> _Supplied passage_:
The growth plan presented today is a first step in recognizing that cooperation between healthcare, business, and government must improve in order to remain at the top. “This will also enable UMCs to increase their social impact. However, this requires the government to help with better data exchange, less restrictive legislation and regulations, and consistent policy, so that the quality and accessibility of healthcare is maintained for everyone,” says Hilders.

Hilders also emphasizes the importance of innovation close to clinical practice. As an academic hospital, UMC Utrecht works with public and private partners to bring new technology from healthcare to concrete applications for patients as quickly as possible. "Such a process goes in phases, with each phase having its own financing. But those phases must follow each other more quickly. So, once an idea has been conceived, the first step is translation. Then comes valorization, followed by scaling up. And that is very important: how are we going to work together to ensure that we can embed good discoveries in daily practice more quickly," says Hilders.

Creating social value.

In order to realize the ambitions in the growth plan, it is also important that researchers and students are included in this. According to Hilders, UMC Utrecht therefore ensures that students and researchers develop the right skills and knowledge for the MedTech sector. “They will provide much more targeted training with an eye for the ecosystem and will actively guide them in innovation. Within UMC Utrecht, talented individuals receive support throughout the entire innovation process: from the initial idea or discovery to its application in practice,” explains Hilders.

The emphasis is on teaching knowledge about how medical innovations actually find their way into society and create social value. Although this guidance already exists, UMC Utrecht is working to further strengthen it. One example of this is the Eureka megachallenge. And there is more attention for the different phases of innovation, so that research and ideas can be translated more quickly and effectively into concrete MedTech applications.

> _The data_:
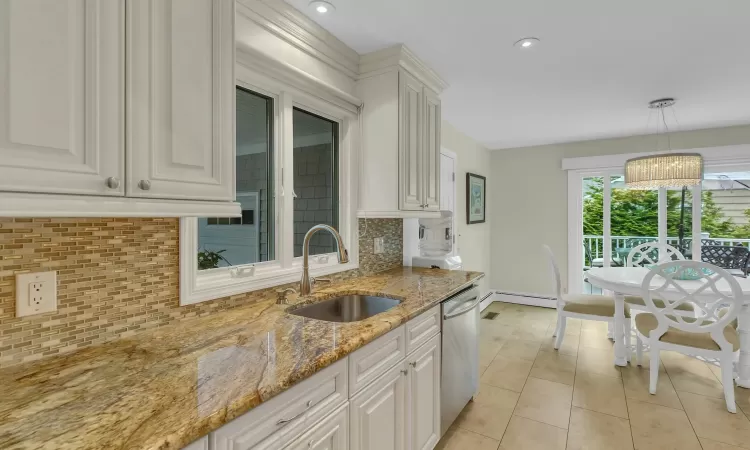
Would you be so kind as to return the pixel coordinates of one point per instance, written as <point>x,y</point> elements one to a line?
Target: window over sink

> _Questions to answer_:
**A.** Decide whether each statement agrees with the UMC Utrecht passage. For each, answer yes or no and quote the words that settle it.
(i) Hilders says the government must help with better data exchange.
(ii) Each phase of the innovation process has its own financing.
(iii) Scaling up comes before valorization.
**B.** Reproduce the UMC Utrecht passage from "Hilders also emphasizes" up to and including "Creating social value.".
**C.** List, in order, the steps that Hilders says follow once an idea has been conceived, according to the UMC Utrecht passage.
Work from the UMC Utrecht passage only, not from the data.

> _Answers to each task_:
**A.**
(i) Yes: "this requires the government to help with better data exchange"
(ii) Yes: "with each phase having its own financing"
(iii) No: "Then comes valorization, followed by scaling up."

**B.**
Hilders also emphasizes the importance of innovation close to clinical practice. As an academic hospital, UMC Utrecht works with public and private partners to bring new technology from healthcare to concrete applications for patients as quickly as possible. "Such a process goes in phases, with each phase having its own financing. But those phases must follow each other more quickly. So, once an idea has been conceived, the first step is translation. Then comes valorization, followed by scaling up. And that is very important: how are we going to work together to ensure that we can embed good discoveries in daily practice more quickly," says Hilders.

Creating social value.

**C.**
1. Translation
2. Valorization
3. Scaling up